==== EXERCISE DATA

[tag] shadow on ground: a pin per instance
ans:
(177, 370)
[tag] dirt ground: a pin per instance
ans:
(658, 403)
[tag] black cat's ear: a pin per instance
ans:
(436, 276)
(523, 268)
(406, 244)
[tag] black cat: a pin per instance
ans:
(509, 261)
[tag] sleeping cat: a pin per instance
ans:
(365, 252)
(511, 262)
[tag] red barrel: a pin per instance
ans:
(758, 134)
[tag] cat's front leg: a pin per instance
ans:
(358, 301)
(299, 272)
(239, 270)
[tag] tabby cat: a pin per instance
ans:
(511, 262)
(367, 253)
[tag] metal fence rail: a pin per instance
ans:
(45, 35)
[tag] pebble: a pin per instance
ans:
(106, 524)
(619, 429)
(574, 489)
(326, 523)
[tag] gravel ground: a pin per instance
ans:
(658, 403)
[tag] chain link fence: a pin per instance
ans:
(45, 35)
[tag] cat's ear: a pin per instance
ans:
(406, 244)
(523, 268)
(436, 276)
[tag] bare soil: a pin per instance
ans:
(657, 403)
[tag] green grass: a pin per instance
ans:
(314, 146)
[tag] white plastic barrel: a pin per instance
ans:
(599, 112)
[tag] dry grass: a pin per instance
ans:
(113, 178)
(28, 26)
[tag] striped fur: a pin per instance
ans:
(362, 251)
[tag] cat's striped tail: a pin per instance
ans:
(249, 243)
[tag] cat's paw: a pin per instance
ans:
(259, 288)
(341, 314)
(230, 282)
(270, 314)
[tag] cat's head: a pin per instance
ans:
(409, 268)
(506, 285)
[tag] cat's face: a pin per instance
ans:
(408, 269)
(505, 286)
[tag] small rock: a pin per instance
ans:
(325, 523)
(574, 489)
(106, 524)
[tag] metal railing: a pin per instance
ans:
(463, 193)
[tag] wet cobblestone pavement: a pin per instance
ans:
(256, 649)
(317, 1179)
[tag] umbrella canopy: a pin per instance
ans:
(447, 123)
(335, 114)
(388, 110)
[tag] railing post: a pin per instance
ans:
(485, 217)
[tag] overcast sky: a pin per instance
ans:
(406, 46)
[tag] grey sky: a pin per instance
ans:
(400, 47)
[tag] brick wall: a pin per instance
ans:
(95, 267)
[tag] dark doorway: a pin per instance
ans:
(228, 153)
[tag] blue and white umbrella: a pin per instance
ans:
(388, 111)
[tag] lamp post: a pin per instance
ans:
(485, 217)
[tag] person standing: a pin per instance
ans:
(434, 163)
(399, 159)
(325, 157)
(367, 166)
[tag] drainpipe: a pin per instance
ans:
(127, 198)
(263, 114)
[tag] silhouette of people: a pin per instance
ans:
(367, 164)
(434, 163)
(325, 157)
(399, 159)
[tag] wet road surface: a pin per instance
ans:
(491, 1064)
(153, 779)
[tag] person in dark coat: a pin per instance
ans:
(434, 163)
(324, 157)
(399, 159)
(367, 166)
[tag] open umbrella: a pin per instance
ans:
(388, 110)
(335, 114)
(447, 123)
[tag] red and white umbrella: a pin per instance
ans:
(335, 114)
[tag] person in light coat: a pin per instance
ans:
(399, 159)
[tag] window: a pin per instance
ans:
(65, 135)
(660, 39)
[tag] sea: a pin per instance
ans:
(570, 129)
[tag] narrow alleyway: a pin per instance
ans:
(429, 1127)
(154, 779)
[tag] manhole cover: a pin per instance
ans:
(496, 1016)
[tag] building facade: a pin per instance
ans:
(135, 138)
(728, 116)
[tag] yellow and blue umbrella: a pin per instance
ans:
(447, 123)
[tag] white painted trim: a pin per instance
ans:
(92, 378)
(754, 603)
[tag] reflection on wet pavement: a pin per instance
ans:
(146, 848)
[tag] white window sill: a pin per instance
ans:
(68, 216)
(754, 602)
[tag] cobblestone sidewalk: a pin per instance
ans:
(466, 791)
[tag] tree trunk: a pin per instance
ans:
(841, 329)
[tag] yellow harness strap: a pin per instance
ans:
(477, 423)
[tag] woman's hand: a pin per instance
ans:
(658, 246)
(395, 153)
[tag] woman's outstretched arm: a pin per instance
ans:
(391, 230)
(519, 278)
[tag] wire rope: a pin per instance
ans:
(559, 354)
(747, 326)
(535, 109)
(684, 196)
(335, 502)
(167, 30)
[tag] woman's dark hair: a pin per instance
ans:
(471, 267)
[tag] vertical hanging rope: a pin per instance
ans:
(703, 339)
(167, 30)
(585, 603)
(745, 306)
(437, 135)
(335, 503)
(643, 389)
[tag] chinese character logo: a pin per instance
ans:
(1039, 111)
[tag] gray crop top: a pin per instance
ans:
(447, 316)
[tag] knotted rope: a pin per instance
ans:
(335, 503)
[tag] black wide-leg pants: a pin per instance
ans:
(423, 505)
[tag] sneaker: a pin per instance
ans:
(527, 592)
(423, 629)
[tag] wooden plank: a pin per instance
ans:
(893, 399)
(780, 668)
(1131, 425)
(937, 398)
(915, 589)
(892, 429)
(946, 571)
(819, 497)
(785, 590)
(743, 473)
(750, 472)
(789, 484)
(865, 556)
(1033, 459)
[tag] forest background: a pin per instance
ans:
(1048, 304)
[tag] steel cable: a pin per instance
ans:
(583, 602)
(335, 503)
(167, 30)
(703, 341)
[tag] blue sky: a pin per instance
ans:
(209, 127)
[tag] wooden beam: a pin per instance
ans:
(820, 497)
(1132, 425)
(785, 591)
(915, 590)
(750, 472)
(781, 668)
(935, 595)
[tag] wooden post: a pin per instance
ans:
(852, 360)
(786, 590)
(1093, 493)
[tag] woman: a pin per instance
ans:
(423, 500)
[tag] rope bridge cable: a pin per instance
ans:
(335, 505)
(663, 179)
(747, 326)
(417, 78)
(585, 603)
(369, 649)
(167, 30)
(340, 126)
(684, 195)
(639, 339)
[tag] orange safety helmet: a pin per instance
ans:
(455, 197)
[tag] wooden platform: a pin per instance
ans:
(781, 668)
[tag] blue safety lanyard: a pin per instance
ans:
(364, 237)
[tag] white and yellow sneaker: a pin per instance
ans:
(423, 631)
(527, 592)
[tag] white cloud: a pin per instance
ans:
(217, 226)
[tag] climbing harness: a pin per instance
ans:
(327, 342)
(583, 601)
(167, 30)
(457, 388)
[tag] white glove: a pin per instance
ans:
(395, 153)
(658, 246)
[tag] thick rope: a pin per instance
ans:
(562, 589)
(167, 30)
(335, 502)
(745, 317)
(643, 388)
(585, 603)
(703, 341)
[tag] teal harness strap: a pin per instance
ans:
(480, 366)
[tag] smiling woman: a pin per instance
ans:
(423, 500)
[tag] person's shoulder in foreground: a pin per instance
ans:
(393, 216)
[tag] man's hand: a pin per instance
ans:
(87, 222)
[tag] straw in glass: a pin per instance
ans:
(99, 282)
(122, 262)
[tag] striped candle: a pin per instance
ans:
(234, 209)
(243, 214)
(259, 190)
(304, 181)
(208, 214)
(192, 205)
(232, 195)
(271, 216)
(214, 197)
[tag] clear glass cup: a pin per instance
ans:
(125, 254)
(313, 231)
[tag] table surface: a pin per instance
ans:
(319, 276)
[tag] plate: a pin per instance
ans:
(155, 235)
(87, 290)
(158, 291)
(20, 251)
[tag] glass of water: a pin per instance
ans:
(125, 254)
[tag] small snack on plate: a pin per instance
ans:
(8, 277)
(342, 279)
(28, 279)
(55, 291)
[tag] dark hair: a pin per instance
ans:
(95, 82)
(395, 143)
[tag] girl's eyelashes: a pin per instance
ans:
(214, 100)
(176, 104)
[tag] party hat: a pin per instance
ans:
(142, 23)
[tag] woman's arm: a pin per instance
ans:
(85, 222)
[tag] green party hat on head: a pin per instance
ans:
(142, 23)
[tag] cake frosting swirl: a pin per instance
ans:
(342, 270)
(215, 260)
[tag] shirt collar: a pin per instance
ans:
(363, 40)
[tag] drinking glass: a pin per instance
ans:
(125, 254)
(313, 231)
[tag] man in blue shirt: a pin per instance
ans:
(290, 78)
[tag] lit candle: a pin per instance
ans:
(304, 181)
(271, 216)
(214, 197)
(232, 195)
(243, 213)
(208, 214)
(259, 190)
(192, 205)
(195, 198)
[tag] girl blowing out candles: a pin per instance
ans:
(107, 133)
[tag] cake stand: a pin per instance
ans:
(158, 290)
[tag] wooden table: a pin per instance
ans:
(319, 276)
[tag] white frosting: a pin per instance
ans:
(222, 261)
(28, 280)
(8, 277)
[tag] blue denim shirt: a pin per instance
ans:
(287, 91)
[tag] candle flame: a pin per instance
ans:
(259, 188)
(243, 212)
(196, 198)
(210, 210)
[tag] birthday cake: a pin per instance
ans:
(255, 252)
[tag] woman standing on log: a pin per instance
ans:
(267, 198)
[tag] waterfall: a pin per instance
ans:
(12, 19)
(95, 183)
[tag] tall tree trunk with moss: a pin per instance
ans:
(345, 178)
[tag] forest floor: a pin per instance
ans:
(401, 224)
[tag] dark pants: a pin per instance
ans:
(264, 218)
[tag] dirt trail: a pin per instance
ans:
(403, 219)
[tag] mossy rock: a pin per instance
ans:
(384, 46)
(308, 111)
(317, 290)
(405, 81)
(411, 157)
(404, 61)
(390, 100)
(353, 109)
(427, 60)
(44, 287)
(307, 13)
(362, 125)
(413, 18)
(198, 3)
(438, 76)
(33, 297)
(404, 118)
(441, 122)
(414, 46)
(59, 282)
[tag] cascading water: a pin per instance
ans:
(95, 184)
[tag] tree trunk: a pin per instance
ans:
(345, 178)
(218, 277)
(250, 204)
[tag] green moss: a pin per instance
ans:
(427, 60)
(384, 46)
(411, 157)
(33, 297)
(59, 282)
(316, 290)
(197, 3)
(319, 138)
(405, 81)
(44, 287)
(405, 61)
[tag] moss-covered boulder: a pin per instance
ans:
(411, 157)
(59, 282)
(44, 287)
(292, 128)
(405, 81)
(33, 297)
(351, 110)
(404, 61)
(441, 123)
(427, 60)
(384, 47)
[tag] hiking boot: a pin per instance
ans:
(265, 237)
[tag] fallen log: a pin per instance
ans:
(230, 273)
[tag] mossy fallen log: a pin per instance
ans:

========

Reproduce only the lines running from the one with "[tag] mossy rock: a pin per instance" through the final line of the listing above, both ends included.

[tag] mossy rock: a pin per instance
ans:
(384, 46)
(308, 111)
(317, 290)
(405, 81)
(411, 157)
(404, 61)
(390, 100)
(353, 109)
(427, 60)
(44, 287)
(307, 13)
(362, 125)
(413, 18)
(198, 3)
(438, 76)
(33, 297)
(404, 118)
(441, 122)
(414, 46)
(59, 282)
[tag] cascading water: a pin per instance
ans:
(95, 184)
[tag] tree trunk: a pin per instance
ans:
(345, 178)
(218, 277)
(250, 204)
[tag] green moss: a pin per instance
ans:
(427, 60)
(384, 46)
(411, 157)
(33, 297)
(59, 282)
(316, 290)
(197, 3)
(319, 138)
(405, 81)
(44, 287)
(405, 61)
[tag] moss-covered boulder: a pin per instance
ans:
(411, 157)
(59, 282)
(44, 287)
(292, 128)
(405, 81)
(33, 297)
(351, 110)
(404, 61)
(441, 123)
(427, 60)
(384, 47)
[tag] hiking boot: a pin per instance
ans:
(265, 237)
[tag] fallen log: a pin per instance
ans:
(230, 273)
[tag] mossy fallen log: a pin per instance
ans:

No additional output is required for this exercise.